It is highly encouraging that Charlie’s response to the above simple historical and philosophical chronicle resulted exactly as intended; to capture his mind and heart. But these are only 2 of the 3 challenges inferred through the practice of Sanchin. These 2 are key to overcoming the everchanging and ever evolving physical challenges presented through our martial trainings, not to mention our everyday existence. Alternatively, by conquering our physical challenges we directly impact our own character development, as well as those around us, whether directly or indirectly.
Only by experiencing the pains associated with life, even the self-imposed kind, can one truly understand that success and failure come in many forms. The uneducated and inexperienced avoid failure. A person educated by experience understands the natural need for failure, and because of their varied experiences, has the ability to prepare themselves to recognize failures, past, current or potential, as a pathway to success. I recall my mother constantly remarking how she would never understand why I would not only allow people I know to beat on me, but that I would pay my hard-earned money to travel so strangers could do the same, or worse. She said I spent as much time in the ER getting stitched up as I did in class where I got the cuts in the first place. It wasn’t until she sat ringside at one of my earlier fights did it hit her (nice pun, huh). She never again questioned why. What better definition for GoJu-Ryu then that?!

▶ HOW TO COMPLETE THIS TASK: Reproduce the Sanchin text word for word, in full. The listing comes from a separate source.

▶ DATA:
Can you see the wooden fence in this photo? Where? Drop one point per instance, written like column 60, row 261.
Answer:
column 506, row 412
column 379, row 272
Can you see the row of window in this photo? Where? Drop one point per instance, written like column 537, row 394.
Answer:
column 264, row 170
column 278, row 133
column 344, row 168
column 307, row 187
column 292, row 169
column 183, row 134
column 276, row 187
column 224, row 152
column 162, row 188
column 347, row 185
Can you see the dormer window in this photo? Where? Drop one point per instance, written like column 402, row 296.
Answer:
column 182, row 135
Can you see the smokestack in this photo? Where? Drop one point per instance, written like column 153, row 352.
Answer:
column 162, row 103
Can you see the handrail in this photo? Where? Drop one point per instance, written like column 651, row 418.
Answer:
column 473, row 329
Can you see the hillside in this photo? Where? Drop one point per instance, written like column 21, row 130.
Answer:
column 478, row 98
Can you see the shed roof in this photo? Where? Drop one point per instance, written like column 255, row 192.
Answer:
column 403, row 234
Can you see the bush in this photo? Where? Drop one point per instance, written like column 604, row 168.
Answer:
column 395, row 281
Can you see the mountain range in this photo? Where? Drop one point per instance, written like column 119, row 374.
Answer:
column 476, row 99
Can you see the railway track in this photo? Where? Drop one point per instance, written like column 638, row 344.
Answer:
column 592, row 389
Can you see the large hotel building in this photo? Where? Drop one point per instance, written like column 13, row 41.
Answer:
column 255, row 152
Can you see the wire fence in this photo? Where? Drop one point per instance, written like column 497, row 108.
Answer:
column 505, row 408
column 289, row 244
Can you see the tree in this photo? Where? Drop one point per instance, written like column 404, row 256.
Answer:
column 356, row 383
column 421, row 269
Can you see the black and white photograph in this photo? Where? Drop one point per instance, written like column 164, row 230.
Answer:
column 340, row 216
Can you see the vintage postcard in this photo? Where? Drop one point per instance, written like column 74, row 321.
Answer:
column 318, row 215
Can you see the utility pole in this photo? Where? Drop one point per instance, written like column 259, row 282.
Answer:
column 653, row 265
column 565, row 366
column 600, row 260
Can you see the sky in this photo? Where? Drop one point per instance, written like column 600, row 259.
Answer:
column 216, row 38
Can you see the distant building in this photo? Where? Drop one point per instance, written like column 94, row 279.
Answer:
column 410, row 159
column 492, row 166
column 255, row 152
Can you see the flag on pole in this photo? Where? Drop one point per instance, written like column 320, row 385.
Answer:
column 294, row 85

▶ EXERCISE OUTPUT:
It is highly encouraging that Charlie’s response to the above simple historical and philosophical chronicle resulted exactly as intended; to capture his mind and heart. But these are only 2 of the 3 challenges inferred through the practice of Sanchin. These 2 are key to overcoming the everchanging and ever evolving physical challenges presented through our martial trainings, not to mention our everyday existence. Alternatively, by conquering our physical challenges we directly impact our own character development, as well as those around us, whether directly or indirectly.
Only by experiencing the pains associated with life, even the self-imposed kind, can one truly understand that success and failure come in many forms. The uneducated and inexperienced avoid failure. A person educated by experience understands the natural need for failure, and because of their varied experiences, has the ability to prepare themselves to recognize failures, past, current or potential, as a pathway to success. I recall my mother constantly remarking how she would never understand why I would not only allow people I know to beat on me, but that I would pay my hard-earned money to travel so strangers could do the same, or worse. She said I spent as much time in the ER getting stitched up as I did in class where I got the cuts in the first place. It wasn’t until she sat ringside at one of my earlier fights did it hit her (nice pun, huh). She never again questioned why. What better definition for GoJu-Ryu then that?!